#### RECORDED DATA
________________________________________
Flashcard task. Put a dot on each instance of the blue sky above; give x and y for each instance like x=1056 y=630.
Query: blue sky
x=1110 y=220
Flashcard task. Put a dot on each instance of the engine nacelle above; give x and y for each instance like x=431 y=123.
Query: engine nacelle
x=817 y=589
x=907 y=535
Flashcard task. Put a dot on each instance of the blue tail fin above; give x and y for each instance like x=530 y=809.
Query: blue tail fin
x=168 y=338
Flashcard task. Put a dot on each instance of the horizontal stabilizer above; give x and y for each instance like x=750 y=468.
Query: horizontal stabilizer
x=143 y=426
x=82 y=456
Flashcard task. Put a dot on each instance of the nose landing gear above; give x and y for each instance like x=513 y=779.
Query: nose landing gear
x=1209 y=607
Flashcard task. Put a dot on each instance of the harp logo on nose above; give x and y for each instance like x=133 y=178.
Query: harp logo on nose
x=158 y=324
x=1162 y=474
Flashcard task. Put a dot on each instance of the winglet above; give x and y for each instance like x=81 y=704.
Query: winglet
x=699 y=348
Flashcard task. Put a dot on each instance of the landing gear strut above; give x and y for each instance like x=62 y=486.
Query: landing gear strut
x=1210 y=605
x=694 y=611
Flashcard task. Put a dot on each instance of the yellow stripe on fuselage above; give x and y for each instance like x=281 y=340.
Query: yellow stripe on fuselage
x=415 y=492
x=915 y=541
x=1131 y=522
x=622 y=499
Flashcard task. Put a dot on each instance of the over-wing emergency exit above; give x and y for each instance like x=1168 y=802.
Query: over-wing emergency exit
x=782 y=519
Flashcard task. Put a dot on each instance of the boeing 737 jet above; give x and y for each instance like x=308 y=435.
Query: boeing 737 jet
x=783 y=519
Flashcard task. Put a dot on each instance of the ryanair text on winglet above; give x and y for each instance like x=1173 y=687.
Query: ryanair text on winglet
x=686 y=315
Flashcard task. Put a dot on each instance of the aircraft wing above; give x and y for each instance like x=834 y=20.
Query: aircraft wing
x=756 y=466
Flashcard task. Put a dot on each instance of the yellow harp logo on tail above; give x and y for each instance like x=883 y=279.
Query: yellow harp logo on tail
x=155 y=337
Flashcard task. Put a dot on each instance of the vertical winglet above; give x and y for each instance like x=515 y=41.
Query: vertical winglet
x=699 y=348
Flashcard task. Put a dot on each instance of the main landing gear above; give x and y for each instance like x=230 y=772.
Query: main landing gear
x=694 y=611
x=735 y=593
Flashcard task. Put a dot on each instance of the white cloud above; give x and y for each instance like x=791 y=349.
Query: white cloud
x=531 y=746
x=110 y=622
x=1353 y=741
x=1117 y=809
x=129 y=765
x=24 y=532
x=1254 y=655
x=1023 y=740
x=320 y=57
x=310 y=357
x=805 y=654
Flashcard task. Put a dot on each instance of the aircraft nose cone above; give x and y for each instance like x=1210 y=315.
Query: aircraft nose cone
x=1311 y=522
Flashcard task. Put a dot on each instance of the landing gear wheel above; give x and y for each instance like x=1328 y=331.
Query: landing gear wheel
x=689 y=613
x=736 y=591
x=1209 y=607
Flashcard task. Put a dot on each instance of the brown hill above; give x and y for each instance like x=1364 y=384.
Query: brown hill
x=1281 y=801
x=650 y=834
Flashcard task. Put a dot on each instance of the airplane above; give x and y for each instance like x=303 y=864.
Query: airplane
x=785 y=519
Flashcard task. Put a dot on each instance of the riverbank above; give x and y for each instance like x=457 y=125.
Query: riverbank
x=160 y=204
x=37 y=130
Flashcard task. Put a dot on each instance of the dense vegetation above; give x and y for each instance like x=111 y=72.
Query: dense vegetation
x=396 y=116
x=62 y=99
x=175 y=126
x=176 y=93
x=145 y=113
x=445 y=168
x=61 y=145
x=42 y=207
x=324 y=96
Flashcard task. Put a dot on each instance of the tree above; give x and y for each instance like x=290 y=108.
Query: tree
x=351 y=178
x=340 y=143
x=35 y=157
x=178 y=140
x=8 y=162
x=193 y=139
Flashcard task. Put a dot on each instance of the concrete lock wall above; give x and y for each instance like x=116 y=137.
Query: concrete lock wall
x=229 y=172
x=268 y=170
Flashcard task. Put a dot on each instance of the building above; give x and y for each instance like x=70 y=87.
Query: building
________________________________________
#### THE PROBLEM
Output the records exactly, so that each line matches what was given.

#### WRITTEN SOLUTION
Flashcard task. Put a dot on each instance of the blue sky above; give x and y for each instance like x=1056 y=630.
Query: blue sky
x=1110 y=220
Flashcard task. Put a dot on each instance of the engine nacelle above; give x and y for each instance like x=431 y=123.
Query: engine nacelle
x=817 y=589
x=907 y=535
Flashcard task. Put a dot on each instance of the blue tail fin above; give x and y for each instance like x=530 y=809.
Query: blue tail fin
x=168 y=338
Flashcard task. Put a dot on each instance of the horizontal stabilizer above; give x and y for each instance like x=750 y=468.
Query: horizontal stabilizer
x=143 y=426
x=82 y=456
Flashcard task. Put a dot on each instance of the nose landing gear above; give x and y for each instance like x=513 y=779.
Query: nose landing gear
x=1209 y=607
Flashcard task. Put a dot on each instance of the harp logo on nose above; give x and y for each instance like x=133 y=178.
Query: harp logo on nose
x=158 y=324
x=1162 y=474
Flashcard task. Put a dot on each instance of the winglet above; give x and y for each instance like x=81 y=704.
Query: winglet
x=699 y=348
Flashcard task. Put a dot on each instance of the landing gear strut above; give x and y for each instance like x=62 y=486.
Query: landing gear strut
x=1210 y=605
x=694 y=611
Flashcard task. Put a dot on each instance of the yellow stripe on fuselage above; give x and y for each instance like x=281 y=340.
Query: yellow stripe on fuselage
x=415 y=492
x=915 y=541
x=1131 y=522
x=622 y=499
Flashcard task. Put a dot on each instance of the over-wing emergency exit above; give x and y for each instance like x=1168 y=802.
Query: over-wing emergency exit
x=782 y=519
Flashcard task. Put a dot on each instance of the boeing 737 jet above; give x and y for each instance like x=308 y=435.
Query: boeing 737 jet
x=783 y=519
Flashcard task. Put a dot on each instance of the ryanair text on winglet above; give x and y for each instance like x=1173 y=687.
Query: ryanair text on winglet
x=686 y=315
Flashcard task. Put a dot on each instance of the aircraft wing above; give x and y for each instance like x=834 y=20.
Query: aircraft wing
x=756 y=466
Flashcard task. Put a dot on each instance of the yellow harp logo on tail above; give x and y for each instance like x=883 y=279.
Query: yellow harp logo on tail
x=155 y=337
Flashcard task. Put a dot on each instance of the vertical winglet above; give x and y for each instance like x=515 y=41.
Query: vertical winglet
x=699 y=348
Flashcard task. Put a dot on each instance of the main landing gear above; give x and y for each instance like x=230 y=772.
Query: main landing gear
x=694 y=611
x=735 y=593
Flashcard task. Put a dot on each instance of the white cloud above; give x and y for each instance like x=791 y=349.
Query: white cloud
x=531 y=746
x=110 y=622
x=1353 y=741
x=1117 y=809
x=129 y=765
x=24 y=532
x=1254 y=655
x=1023 y=740
x=320 y=57
x=310 y=357
x=805 y=654
Flashcard task. Put a dot on each instance of the aircraft nose cone above; give x and y for each instance like x=1210 y=315.
Query: aircraft nose cone
x=1311 y=522
Flashcard task. Put a dot on each instance of the landing gear wheel above; give x and y for each instance like x=1328 y=331.
Query: landing gear wheel
x=689 y=613
x=736 y=591
x=1209 y=607
Flashcard task. Put a dot on each instance of the brown hill above; give x and y for each instance like x=1364 y=384.
Query: brown hill
x=1281 y=801
x=650 y=834
Flashcard task. Put a dot on each instance of the airplane above; give x and y for each instance like x=303 y=864.
Query: airplane
x=785 y=519
Flashcard task. Put a dot on each instance of the riverbank above; give x and y for each instance like x=457 y=125.
Query: riverbank
x=160 y=204
x=37 y=130
Flashcard task. Put a dot on each instance of the dense vegetation above; give x and y for each instance like x=111 y=72.
Query: dense vegetation
x=396 y=116
x=62 y=99
x=175 y=126
x=176 y=93
x=145 y=113
x=445 y=168
x=61 y=145
x=42 y=207
x=324 y=96
Flashcard task. Put a dot on each instance of the tree above; give x and y for each instance like x=290 y=108.
Query: tree
x=351 y=178
x=340 y=143
x=35 y=157
x=178 y=140
x=8 y=162
x=193 y=139
Flashcard task. Put a dot on each instance of the concrete lock wall above; give x and y for each instance like x=116 y=137.
Query: concrete lock wall
x=229 y=172
x=268 y=170
Flashcard task. Put a dot on each instance of the building above; give x and y for each instance like x=70 y=87.
Query: building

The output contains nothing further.